Dataset records:
....
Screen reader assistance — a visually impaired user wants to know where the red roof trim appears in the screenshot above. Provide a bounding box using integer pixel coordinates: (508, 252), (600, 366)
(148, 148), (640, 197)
....
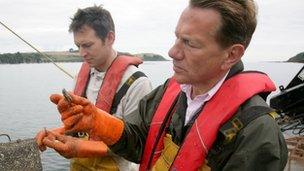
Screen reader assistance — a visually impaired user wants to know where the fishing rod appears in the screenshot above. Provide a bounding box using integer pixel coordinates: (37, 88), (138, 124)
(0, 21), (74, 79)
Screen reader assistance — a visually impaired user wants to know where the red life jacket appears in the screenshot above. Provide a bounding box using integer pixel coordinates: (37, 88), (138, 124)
....
Work to complete: Extract from the records above the lines from the one containing "where the fishing" to the one containing "the red life", both lines included, exactly as they appear and with nothing else.

Problem solution:
Screen reader assistance — a visually impaired user wants to know where the fishing rod appears in the screenshot above. Provide a bounding box using integer pixel coordinates: (37, 88), (138, 124)
(0, 21), (74, 79)
Screen reader assistance — a visually impaired user wants to know where the red life jacket appears in the screenshot above. Provide a bounding box using integer pixel coordinates: (37, 88), (138, 124)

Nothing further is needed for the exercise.